Transcribe exactly the lines from the one holding "of the soccer" to the end of the data below, including both of those lines and no others.

Location labeling records:
○ ○ ○ ○ ○
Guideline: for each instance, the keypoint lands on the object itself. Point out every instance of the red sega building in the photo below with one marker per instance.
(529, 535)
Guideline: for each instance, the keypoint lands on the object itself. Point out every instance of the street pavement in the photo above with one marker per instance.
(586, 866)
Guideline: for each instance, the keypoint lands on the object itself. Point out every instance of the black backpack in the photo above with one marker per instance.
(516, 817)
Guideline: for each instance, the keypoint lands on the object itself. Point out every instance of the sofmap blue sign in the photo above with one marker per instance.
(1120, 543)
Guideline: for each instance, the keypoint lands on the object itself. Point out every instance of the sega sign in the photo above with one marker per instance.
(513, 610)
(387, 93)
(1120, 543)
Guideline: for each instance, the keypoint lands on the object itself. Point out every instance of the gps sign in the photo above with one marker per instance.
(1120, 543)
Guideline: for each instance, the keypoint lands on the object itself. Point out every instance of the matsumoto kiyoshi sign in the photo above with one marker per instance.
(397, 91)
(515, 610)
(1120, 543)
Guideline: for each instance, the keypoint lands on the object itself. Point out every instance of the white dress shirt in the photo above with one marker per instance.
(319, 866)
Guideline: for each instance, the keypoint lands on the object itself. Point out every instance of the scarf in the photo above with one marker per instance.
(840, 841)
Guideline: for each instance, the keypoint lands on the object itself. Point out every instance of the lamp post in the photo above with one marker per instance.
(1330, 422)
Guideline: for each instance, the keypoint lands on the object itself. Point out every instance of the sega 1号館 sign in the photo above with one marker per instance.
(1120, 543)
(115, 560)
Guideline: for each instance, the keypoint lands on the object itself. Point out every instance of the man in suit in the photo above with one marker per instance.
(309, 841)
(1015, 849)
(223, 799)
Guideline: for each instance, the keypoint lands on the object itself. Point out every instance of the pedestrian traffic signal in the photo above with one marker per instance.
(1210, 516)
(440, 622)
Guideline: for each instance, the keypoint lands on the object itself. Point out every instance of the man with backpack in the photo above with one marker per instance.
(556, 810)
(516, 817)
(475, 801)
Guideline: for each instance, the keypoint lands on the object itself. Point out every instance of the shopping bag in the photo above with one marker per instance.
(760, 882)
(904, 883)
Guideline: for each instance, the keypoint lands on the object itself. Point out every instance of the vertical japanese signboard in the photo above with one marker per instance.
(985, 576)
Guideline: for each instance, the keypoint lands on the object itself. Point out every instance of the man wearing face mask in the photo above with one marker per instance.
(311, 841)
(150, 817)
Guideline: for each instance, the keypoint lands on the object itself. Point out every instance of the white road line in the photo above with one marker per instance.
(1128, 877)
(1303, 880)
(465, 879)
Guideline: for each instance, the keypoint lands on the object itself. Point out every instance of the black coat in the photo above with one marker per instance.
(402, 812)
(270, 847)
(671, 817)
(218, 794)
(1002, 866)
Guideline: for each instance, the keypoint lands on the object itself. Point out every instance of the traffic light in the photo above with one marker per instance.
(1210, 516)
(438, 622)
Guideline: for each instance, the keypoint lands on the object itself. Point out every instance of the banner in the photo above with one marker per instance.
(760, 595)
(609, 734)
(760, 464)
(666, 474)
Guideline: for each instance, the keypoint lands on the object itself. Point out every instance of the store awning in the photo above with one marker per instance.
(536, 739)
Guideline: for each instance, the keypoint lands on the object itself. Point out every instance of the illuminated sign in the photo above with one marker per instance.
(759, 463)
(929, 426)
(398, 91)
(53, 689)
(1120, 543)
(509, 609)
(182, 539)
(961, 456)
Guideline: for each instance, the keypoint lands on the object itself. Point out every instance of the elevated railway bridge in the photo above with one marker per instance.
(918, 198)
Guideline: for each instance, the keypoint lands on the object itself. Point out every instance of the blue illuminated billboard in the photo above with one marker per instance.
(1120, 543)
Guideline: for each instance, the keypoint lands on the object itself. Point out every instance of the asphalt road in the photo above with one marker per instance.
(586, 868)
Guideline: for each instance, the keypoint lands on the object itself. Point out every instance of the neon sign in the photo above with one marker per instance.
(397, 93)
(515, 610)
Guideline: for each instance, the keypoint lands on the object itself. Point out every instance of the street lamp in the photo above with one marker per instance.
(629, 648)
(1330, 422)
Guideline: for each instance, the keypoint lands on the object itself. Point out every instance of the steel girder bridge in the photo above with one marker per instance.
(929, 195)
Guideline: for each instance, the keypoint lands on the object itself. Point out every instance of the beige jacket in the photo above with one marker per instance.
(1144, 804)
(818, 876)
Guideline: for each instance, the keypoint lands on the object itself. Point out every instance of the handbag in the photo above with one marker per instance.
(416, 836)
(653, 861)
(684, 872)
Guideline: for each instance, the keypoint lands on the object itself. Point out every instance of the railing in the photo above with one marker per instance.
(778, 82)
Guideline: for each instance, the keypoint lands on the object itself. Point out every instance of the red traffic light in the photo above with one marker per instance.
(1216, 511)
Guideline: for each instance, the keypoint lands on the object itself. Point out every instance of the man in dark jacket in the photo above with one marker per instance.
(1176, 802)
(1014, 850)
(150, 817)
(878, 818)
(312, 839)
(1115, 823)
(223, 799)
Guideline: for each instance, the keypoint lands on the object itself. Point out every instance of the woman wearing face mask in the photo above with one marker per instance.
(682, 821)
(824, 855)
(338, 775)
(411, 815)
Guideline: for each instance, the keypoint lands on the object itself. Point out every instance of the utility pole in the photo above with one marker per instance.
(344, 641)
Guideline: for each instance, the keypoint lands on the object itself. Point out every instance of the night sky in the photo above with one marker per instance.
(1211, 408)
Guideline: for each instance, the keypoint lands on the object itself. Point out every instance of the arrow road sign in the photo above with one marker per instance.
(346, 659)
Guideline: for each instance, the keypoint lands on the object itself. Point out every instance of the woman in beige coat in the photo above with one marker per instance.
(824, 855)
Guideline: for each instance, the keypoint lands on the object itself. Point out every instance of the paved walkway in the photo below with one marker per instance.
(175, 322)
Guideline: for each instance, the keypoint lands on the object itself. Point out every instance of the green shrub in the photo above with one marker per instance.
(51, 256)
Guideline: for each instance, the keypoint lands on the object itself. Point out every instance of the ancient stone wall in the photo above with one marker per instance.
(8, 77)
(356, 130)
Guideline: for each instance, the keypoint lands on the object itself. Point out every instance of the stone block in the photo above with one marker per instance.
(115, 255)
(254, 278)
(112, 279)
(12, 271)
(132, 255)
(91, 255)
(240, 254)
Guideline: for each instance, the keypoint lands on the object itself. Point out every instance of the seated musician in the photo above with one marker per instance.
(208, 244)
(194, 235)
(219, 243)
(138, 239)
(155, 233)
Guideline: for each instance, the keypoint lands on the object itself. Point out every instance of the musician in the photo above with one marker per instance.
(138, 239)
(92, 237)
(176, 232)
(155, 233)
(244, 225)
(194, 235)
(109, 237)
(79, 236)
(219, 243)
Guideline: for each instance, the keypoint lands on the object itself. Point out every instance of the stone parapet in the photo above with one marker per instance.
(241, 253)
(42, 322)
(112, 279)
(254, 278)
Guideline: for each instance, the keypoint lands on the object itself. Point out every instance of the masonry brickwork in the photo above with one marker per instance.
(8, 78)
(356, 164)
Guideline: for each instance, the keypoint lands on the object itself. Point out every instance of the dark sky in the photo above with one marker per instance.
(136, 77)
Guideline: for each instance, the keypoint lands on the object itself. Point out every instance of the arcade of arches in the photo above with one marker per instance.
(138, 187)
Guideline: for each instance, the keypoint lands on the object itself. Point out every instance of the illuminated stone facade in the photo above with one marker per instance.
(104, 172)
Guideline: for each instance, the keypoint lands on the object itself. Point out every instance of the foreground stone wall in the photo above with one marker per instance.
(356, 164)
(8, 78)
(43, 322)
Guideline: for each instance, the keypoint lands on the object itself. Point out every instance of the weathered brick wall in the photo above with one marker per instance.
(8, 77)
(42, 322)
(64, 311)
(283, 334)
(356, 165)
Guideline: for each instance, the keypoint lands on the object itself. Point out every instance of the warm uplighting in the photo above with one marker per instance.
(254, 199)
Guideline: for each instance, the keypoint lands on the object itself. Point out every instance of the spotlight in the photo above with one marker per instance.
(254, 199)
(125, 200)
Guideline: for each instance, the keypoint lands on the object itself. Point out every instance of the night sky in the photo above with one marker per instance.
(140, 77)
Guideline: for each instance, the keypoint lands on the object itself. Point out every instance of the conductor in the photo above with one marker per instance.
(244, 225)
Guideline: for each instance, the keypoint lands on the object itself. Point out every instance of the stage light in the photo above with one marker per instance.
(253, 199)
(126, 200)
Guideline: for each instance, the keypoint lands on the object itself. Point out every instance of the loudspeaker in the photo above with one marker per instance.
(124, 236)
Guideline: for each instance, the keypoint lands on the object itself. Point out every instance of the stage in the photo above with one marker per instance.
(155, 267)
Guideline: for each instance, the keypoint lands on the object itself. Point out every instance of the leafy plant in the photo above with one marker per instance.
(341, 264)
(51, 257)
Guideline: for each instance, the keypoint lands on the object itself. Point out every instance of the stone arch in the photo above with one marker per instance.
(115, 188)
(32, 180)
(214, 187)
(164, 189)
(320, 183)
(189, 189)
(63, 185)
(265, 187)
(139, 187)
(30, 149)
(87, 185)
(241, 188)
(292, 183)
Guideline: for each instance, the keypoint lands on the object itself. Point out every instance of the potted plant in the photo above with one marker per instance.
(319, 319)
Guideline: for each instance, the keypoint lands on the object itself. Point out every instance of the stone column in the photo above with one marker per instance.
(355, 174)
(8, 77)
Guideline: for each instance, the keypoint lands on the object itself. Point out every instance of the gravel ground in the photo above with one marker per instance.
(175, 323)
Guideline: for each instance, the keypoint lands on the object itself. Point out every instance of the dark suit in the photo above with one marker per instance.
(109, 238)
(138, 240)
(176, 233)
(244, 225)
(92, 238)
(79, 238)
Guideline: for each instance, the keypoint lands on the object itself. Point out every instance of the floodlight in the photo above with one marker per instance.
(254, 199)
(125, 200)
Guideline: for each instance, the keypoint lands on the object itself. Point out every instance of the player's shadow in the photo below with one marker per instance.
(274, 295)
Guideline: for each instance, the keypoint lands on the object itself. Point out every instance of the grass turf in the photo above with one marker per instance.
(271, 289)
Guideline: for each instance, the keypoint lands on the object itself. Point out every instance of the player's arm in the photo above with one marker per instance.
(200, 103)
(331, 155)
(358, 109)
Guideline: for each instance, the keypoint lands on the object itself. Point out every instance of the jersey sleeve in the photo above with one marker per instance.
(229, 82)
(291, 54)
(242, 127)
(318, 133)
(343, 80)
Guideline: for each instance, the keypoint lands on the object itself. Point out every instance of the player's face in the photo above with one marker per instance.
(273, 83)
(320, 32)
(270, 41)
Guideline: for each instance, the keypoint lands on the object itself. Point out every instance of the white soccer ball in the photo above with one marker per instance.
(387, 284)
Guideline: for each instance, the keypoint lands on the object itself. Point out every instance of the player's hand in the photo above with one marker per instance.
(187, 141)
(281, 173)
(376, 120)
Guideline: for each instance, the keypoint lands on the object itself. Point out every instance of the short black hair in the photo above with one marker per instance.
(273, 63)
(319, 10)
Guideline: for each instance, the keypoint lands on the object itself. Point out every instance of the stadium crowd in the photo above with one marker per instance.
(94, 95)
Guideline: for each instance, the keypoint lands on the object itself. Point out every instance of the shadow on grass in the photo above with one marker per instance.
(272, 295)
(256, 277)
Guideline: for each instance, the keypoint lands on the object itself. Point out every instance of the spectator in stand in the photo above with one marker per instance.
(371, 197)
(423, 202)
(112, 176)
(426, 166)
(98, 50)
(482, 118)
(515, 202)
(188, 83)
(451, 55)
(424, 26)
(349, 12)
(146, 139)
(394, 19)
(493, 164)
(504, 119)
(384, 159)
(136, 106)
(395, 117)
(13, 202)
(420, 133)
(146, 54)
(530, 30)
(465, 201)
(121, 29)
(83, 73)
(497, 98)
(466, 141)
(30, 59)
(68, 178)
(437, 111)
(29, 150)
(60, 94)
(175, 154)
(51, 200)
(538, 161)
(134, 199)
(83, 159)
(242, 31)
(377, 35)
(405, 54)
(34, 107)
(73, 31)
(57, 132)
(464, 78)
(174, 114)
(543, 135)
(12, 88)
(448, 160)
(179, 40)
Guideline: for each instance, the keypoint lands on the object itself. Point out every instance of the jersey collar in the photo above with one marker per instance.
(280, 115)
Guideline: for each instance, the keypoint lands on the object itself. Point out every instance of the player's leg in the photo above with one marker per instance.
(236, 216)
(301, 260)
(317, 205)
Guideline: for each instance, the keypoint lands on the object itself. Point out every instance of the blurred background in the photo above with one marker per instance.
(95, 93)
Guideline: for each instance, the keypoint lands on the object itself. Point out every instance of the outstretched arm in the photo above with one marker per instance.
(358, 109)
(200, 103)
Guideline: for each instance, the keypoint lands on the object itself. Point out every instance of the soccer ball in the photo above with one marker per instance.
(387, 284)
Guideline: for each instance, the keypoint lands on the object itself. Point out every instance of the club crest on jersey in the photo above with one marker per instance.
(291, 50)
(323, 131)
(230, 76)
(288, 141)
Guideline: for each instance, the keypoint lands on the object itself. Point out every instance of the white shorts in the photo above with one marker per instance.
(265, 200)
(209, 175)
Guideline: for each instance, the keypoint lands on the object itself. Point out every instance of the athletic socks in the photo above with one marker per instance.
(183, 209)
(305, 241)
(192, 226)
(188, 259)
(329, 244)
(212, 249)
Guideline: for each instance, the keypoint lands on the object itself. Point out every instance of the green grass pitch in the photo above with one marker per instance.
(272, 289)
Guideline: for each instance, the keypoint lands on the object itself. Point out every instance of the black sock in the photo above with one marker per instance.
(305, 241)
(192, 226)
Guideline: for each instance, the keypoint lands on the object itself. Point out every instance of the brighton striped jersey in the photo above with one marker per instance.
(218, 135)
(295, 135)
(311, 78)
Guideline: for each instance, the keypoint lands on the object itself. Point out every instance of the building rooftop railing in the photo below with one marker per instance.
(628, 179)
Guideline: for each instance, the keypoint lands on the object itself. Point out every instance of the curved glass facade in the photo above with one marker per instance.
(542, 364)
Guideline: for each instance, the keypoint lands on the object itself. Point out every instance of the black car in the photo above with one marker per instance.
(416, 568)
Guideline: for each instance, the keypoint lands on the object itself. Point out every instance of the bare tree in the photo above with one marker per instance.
○ ○ ○ ○ ○
- Answer below -
Guideline: for each instance, the keypoint lands on the object itself. Point out every instance of the soccer ball in the photo above with one marker per instance.
(387, 284)
Guideline: for each instance, the keypoint lands on the object itself. Point out every instance of the club crest on jersey in the photo above with one marker per instance.
(291, 50)
(323, 131)
(230, 76)
(288, 141)
Guideline: for each instance, the keypoint lands on the object itself. Point out every instance of the white shorts in the photo above with one marker per instance.
(265, 200)
(209, 175)
Guideline: for each instance, the keypoint lands on the object itself. Point out every instance of the athletic socks in the photo above with one marker per instance.
(183, 209)
(305, 241)
(192, 226)
(188, 259)
(329, 244)
(212, 249)
Guideline: for each instance, the keypoint lands on the object itself. Point out every instance of the green grass pitch in the photo above with one marker per instance.
(272, 289)
Guideline: for each instance, the keypoint lands on the object itself. Point out every instance of the black sock in the photo above with one marker per instance.
(305, 241)
(192, 226)
Guideline: for each instance, the keypoint lands on the object itself. Point out every instance of the brighton striped jersey in the photo above with one marker per instance.
(218, 135)
(295, 135)
(311, 78)
Guideline: for each instance, the keypoint lands on the object itself. Point out every instance of the building rooftop railing in the photo below with one marker per instance.
(628, 179)
Guideline: for each instance, the keypoint lands on the object itself. Point out every instance of the curved glass facade in the photo above with one marker per instance.
(542, 364)
Guideline: for each instance, the keypoint lands on the object itself. Point out every instance of the black car in the photo above with one marker per instance.
(416, 568)
Guideline: for each instance, the keypoint lands on the object itself. Point out every instance of the bare tree in the photo above with one marker per instance.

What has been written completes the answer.